Swap "approximate" for "loose" in the part of the rows that opens with the line containing "Prompts inside an" and closes with the line containing "box: [676, 283, 739, 440]". Write out only those lines, leaving everything else unchanged.

━━━ SUPPLIED ENTRIES

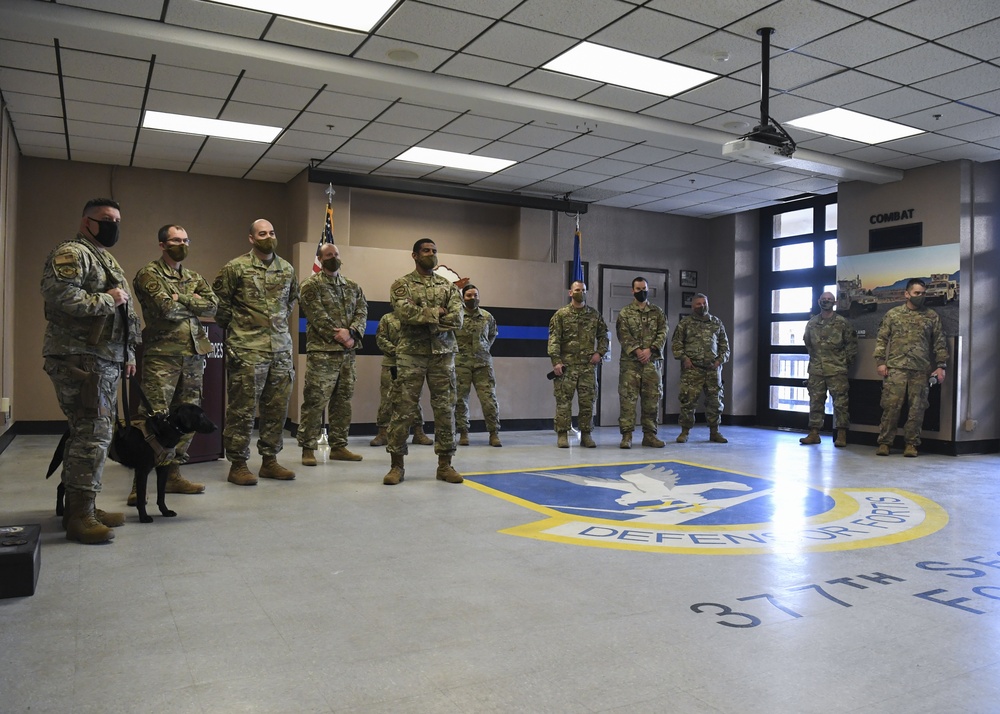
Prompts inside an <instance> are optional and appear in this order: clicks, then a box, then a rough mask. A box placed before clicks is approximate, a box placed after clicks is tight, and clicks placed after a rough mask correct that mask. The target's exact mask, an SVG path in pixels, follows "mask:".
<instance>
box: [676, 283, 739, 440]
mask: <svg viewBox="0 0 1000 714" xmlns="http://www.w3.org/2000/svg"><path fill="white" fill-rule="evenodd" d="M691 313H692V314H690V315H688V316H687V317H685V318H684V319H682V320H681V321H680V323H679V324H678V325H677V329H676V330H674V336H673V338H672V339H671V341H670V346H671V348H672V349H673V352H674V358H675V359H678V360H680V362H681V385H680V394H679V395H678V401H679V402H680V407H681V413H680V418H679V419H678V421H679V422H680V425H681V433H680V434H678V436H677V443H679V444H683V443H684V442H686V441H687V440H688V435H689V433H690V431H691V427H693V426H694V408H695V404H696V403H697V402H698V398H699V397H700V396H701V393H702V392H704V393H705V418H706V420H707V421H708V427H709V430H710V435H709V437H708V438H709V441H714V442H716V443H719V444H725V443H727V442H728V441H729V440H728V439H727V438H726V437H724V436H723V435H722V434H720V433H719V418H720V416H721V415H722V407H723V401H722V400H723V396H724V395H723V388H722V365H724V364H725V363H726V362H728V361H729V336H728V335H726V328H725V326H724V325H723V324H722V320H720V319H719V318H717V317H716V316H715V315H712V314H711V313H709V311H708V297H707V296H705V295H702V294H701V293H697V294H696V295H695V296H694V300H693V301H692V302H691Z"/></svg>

━━━━━━
━━━ SUPPLIED ENTRIES

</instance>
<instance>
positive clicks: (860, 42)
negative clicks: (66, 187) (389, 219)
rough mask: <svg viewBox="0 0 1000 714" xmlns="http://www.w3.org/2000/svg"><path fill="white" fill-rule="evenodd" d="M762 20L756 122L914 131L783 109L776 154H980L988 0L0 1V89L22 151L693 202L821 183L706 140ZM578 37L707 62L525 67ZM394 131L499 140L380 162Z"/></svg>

━━━━━━

* REPLY
Prompts inside an <instance> are optional and appear in this order: clicks, then a box, then a rough mask. A box placed before clicks is loose, a box placed after clicks is tight, and clicks placed after a rough mask correct that mask. The target's exact mask, an SVG path in pixels, follows "mask:".
<instance>
box: [676, 283, 739, 440]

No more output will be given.